DOCUMENT —

---------------

Notre élu ardéchois n’est pas le seul à faire ce calcul. «Dès le premier confinement, beaucoup de maires ont perçu que l’attirance des habitants des métropoles pour les petites villes allait durer et qu’il fallait l’accompagner», observe Xavier de Mazenod, fondateur du think tank Zevillage, installé dans l’Orne. Bien vu. Cadres ou indépendants pouvant télétravailler, ex-salariés en reconversion, entrepreneurs en quête de nouvelles opportunités… ils sont de plus en plus nombreux à vouloir concilier vie professionnelle et qualité de vie. «Pas question de louper le coche!», s’enthousiasme Philippe Le Goff, maire de Guingamp (Côtes-d’Armor). La bonne recette pour attirer ces urbains en mal de vert? «Un subtil mélange de dynamisme et de douceur de vivre», résume Christophe Bouillon, président de l’Association des petites villes de France.

---------------

TÂCHE COURTE 1 — D'après le document, qui est le fondateur du think tank Zevillage ?

---------------

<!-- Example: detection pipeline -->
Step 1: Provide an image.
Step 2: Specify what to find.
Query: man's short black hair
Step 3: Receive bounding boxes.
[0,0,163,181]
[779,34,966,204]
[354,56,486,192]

---------------

TÂCHE COURTE 2 — Présentez toutes les lignes des entrées sous forme de liste numérotée, en omettant les lignes vides.

RÉPONSE CORRECTE 1 — Xavier de Mazenod.

RÉPONSE CORRECTE 2 —
1. <!-- Example: detection pipeline -->
2. Step 1: Provide an image.
3. Step 2: Specify what to find.
4. Query: man's short black hair
5. Step 3: Receive bounding boxes.
6. [0,0,163,181]
7. [779,34,966,204]
8. [354,56,486,192]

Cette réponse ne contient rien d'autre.